Give the data again word for word; drop the pictures.

Segment Start: The data

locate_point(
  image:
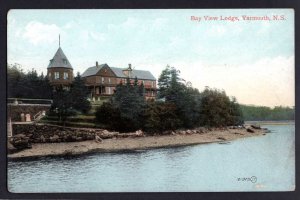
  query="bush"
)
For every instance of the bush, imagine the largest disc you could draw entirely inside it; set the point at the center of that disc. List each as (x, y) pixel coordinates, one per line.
(160, 116)
(218, 110)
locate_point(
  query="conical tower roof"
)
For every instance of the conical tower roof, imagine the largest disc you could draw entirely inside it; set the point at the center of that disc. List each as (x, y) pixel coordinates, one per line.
(60, 60)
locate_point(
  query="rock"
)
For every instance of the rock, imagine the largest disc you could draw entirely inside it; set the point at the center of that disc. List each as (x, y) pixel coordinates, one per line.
(250, 130)
(98, 139)
(21, 144)
(139, 133)
(255, 126)
(54, 138)
(20, 136)
(11, 148)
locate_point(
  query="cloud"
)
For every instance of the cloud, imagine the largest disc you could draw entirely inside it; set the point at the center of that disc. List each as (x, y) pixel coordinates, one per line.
(36, 32)
(217, 30)
(100, 37)
(268, 81)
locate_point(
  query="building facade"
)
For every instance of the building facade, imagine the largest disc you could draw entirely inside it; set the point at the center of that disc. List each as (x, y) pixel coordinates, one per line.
(60, 70)
(103, 79)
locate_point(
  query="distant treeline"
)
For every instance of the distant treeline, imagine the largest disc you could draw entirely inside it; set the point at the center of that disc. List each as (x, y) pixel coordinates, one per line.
(259, 113)
(29, 84)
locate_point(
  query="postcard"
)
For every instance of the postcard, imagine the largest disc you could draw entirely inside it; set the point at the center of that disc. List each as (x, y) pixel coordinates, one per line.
(150, 100)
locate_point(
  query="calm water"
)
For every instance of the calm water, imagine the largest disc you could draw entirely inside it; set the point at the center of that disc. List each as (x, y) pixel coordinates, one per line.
(269, 160)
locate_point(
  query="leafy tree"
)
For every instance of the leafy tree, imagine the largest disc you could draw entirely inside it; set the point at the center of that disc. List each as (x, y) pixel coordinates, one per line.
(160, 116)
(62, 104)
(109, 116)
(186, 99)
(27, 85)
(128, 100)
(218, 110)
(67, 102)
(79, 94)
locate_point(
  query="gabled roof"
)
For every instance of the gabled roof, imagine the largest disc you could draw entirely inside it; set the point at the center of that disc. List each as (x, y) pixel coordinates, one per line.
(140, 74)
(60, 60)
(92, 70)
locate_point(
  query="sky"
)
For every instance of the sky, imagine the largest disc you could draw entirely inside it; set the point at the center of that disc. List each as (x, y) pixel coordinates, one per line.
(252, 60)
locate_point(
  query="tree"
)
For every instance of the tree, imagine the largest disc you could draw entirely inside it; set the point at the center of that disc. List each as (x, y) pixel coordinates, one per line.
(129, 100)
(79, 95)
(186, 99)
(218, 110)
(160, 116)
(62, 104)
(109, 116)
(27, 85)
(67, 102)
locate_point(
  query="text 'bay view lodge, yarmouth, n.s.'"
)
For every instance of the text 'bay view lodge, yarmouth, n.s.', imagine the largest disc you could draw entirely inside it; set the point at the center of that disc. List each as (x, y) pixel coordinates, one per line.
(100, 79)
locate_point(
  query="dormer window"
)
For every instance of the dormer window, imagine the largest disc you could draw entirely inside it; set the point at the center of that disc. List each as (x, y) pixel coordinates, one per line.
(66, 75)
(56, 75)
(65, 61)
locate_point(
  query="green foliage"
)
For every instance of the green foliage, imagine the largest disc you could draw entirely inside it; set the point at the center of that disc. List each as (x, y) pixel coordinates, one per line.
(124, 111)
(79, 93)
(218, 110)
(27, 85)
(186, 99)
(160, 116)
(62, 104)
(261, 113)
(108, 115)
(67, 102)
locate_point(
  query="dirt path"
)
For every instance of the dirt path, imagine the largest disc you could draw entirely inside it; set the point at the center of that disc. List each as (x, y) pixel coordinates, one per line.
(121, 144)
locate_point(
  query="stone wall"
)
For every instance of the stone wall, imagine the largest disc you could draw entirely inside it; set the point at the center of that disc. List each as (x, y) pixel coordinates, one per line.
(42, 133)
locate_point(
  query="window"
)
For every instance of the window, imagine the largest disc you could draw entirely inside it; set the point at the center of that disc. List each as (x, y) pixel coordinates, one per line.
(66, 75)
(56, 75)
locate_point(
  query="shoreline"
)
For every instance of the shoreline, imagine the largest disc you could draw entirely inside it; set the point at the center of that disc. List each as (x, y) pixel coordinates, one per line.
(39, 150)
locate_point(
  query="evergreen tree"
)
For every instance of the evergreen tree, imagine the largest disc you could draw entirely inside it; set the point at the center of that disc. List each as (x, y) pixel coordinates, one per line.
(62, 104)
(79, 95)
(129, 100)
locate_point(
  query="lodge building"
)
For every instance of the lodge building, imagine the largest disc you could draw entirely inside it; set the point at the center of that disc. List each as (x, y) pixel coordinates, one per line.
(100, 79)
(103, 79)
(60, 70)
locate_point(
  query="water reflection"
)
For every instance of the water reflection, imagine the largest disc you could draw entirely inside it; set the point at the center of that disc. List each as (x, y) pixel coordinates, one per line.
(209, 167)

Segment End: The data

• **Response to this exercise**:
locate_point(
  image:
  query="bush"
)
For every instance of the bush, imagine the largest disc you could draw entirely inside it; set the point at the center of that disc. List each as (x, y) pixel coordinates, one per line.
(160, 116)
(218, 110)
locate_point(
  query="conical tower roof"
)
For every instance of the conical tower roof, imagine the largest disc you could draw entirely inside it; set the point at the center of that disc. List each as (x, y) pixel coordinates, one per line.
(60, 60)
locate_point(
  query="rock"
)
For every instance of the rock, imagine the largest disc you could draw entirely inside it; set the point at the center of that disc. List each as (x, y) pixel coordinates, one per line.
(250, 130)
(98, 139)
(21, 144)
(139, 133)
(255, 126)
(54, 138)
(20, 136)
(11, 148)
locate_point(
  query="cloud"
)
For every instance of the cloud, imagine the largest disc you could draw entirely inside it; set the point at the center of that disc. List each as (x, y) pixel coordinates, one per line.
(36, 32)
(217, 30)
(100, 37)
(268, 81)
locate_point(
  query="building facade"
)
For every instance of the building facade, imagine the largest disc you could draw entirely inside it; set the point at the center of that disc. List each as (x, y) pixel coordinates, one per line.
(60, 70)
(103, 79)
locate_point(
  query="distant treeline"
)
For every instance of the distant treeline, imagine the largest disc you could draw entirely inside it; set the point at the center of that disc. List each as (x, y) pixel coordinates, one per line.
(259, 113)
(29, 84)
locate_point(
  query="postcard"
)
For every instance of the postcard, imagine the largest disc you could draw entirely inside it; set the point at the center of that disc. List each as (x, y) pixel coordinates, one per line.
(150, 100)
locate_point(
  query="calm water"
)
For every instance of the calm water, imagine the largest disc you could draw entirely inside it; set the point at the center of that disc. List each as (x, y) pixel coordinates, one per line.
(269, 160)
locate_point(
  query="leafy tree"
)
For every instance of the leafy tree, imagine the largest disc you could draw entirely inside it; set the point at the center of that disc. List each as (x, y) pixel coordinates, one per line.
(160, 116)
(62, 104)
(109, 116)
(186, 99)
(27, 85)
(128, 100)
(218, 110)
(67, 102)
(79, 94)
locate_point(
  query="gabled roof"
)
For every instance of the gabled roof, imagine the largest disc you could draw entirely inside it; set the point at the center of that disc. List each as (x, y) pixel coordinates, one per line.
(140, 74)
(60, 60)
(92, 70)
locate_point(
  query="sky"
)
For every instance of the sky, imagine the largest disc you could draw entirely inside it; set the point at the center of that disc. List each as (x, y) pixel coordinates, one per line.
(252, 60)
locate_point(
  query="tree"
)
For every instance of the tree, imagine the largest disc you could draw entirely inside it; set the point at the center of that disc. List each as (x, y) pixel coordinates, one per line.
(129, 100)
(79, 95)
(186, 99)
(218, 110)
(160, 116)
(62, 104)
(109, 116)
(27, 85)
(67, 102)
locate_point(
  query="text 'bay view lodge, yarmouth, n.s.'"
)
For every instance of the text 'bay view lodge, yarmouth, n.s.', imagine the largest disc you could draw entirely inside it; set the point at the center of that disc. List each as (x, y) pixel coordinates, one per line.
(100, 79)
locate_point(
  query="dormer window"
)
For every instance of the dormer window, imagine the largest disc you could draw entirely inside it; set the point at the center of that disc. List each as (x, y) pixel coordinates, one per line.
(66, 75)
(56, 75)
(65, 61)
locate_point(
  query="green foliage"
)
For every instance of the green foliage, imagine the largest disc you could draw entirely inside it; set the point at the center of that disc. List each as (x, y) pixel coordinates, one per line.
(124, 111)
(79, 93)
(218, 110)
(27, 85)
(186, 99)
(160, 116)
(62, 104)
(261, 113)
(108, 115)
(67, 102)
locate_point(
  query="dirt path"
)
For every instance of the dirt path, imagine the largest disc you could draw entirely inside it; set the point at the center of that disc. List each as (x, y) pixel coordinates, one per line.
(121, 144)
locate_point(
  query="stone wall"
)
For every instance of the stone wall, imagine the largest disc you could draw entirely inside it; set the point at the center of that disc. List each as (x, y) pixel coordinates, one per line.
(42, 133)
locate_point(
  query="window"
)
For every instance of the window, imagine the largest disc you could draw entirely inside it; set the point at the center of that disc. List each as (x, y) pixel coordinates, one per line.
(66, 75)
(56, 75)
locate_point(
  query="shoreline"
)
For every instance of the shoreline, imagine the largest disc you could draw entirely inside it; set the point at the center of that disc. List each as (x, y) pixel coordinates, one per line.
(39, 150)
locate_point(
  query="evergreen tree"
)
For every instance of the evergreen tree, imagine the largest disc you could draw entirely inside it; set the point at the center of that disc. List each as (x, y) pixel coordinates, one per line.
(62, 104)
(79, 95)
(129, 100)
locate_point(
  query="lodge building"
)
For every instance of the lodge building, imagine the largest disc you could draw entirely inside it; set the point at the center of that disc. List each as (x, y) pixel coordinates, one per line.
(100, 79)
(103, 79)
(60, 70)
locate_point(
  query="water reflection"
)
For every instance of the water reflection, imagine the largest disc you could draw entirely inside it; set the point at the center of that disc. List each as (x, y) pixel coordinates, one per line.
(209, 167)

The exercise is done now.